### Study text
┌──

The book also reveals how the government has kept Americans ignorant about white sugar in the name of big business profits. Imagine a sick society that needs tons of pharmaceuticals, and you’re on your way to knowing what you don’t want to eat, and why… besides the primary reason of preserving your health with rich in nutrient foods.
So, I not only got a solid start from my grandmother, but I also became a very well informed consumer in the late 60s and early 70s. I made it my job as a homemaker. (I aced Home Ec in junior high, and wish that it still existed; so kids could learn about good nutrition, again. Instead, today’s children are speeding through their lives on a fast food diet… deprived of good nutrition. This also is a great set up for the pharmaceutical companies to take over their lives by the time they hit their 40s and into the rest of their lives.)
What’s a person to do?

Get real, that’s what. Get real with your food, along with the wine attitude you’ve been developing. Get real with understanding how important good food is for your body.
Along comes The Kitchen Pantry Cookbook. This one is so good, that I’m giving each of my three daughters a copy of this book this coming holiday season. Each of my girls has become a wonderful cook for their families. They also venture deeper into foods, because they have more adventurous palates.
The Kitchen Pantry Cookbook, published by Quarry Books is written by Erin Coopey. What Erin has done is deliver, in very easy recipes with primary foods, how to make your own condiments and essentials for a kitchen. This removes the intervention of added chemicals, colors, and ingredients you wouldn’t ever use, if you realized what they actually were, or could even pronounce half of them without a degree in chemistry.

└──

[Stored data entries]
┌──

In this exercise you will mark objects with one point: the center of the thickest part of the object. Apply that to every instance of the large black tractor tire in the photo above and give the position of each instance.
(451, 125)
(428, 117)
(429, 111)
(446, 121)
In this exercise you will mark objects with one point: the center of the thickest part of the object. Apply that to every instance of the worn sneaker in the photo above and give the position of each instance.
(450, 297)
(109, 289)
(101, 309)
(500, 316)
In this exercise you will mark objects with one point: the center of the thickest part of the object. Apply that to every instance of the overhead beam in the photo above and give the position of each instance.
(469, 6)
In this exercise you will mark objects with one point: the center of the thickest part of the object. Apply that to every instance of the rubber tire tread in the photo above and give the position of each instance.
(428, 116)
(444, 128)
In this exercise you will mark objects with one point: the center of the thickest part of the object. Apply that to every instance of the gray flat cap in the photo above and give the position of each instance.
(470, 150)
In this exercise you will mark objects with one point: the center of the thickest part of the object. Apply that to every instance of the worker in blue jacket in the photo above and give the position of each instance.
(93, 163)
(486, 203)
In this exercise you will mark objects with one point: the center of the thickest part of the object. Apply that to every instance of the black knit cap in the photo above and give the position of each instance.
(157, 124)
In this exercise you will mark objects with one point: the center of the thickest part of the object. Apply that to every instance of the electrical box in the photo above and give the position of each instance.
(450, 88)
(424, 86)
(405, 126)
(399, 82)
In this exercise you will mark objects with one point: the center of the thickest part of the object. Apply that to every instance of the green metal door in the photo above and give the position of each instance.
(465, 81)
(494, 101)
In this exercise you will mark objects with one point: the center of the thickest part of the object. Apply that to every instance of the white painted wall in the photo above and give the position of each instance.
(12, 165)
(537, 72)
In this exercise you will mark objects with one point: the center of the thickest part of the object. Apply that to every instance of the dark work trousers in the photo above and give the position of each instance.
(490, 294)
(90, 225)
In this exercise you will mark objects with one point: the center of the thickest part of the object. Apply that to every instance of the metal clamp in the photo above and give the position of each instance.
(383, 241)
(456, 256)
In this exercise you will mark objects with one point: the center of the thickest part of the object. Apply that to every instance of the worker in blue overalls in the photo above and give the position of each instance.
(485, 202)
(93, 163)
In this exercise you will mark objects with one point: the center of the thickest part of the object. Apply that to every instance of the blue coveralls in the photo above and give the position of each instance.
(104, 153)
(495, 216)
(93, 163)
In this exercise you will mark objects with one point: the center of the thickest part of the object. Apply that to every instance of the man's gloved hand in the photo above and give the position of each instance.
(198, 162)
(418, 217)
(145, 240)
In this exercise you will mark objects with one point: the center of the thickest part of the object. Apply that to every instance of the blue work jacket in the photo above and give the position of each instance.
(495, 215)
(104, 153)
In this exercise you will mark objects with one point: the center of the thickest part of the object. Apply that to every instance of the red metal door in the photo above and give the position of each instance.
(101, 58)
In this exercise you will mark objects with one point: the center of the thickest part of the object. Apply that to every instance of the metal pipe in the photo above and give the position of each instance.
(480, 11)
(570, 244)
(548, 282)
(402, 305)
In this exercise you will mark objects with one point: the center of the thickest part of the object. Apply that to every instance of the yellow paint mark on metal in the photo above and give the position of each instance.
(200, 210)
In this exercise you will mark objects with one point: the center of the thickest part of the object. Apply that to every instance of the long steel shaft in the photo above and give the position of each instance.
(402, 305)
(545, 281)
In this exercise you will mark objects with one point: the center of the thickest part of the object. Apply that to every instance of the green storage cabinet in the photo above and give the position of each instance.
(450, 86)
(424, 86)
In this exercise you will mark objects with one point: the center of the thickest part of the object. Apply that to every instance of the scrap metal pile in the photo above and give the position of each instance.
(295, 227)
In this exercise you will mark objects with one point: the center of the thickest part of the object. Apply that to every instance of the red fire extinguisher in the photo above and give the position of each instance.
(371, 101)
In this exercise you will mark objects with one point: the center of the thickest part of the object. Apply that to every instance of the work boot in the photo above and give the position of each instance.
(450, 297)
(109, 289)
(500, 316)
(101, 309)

└──

### Problem statement
In the cookbook review, which publisher put out The Kitchen Pantry Cookbook?

### Task response
Quarry Books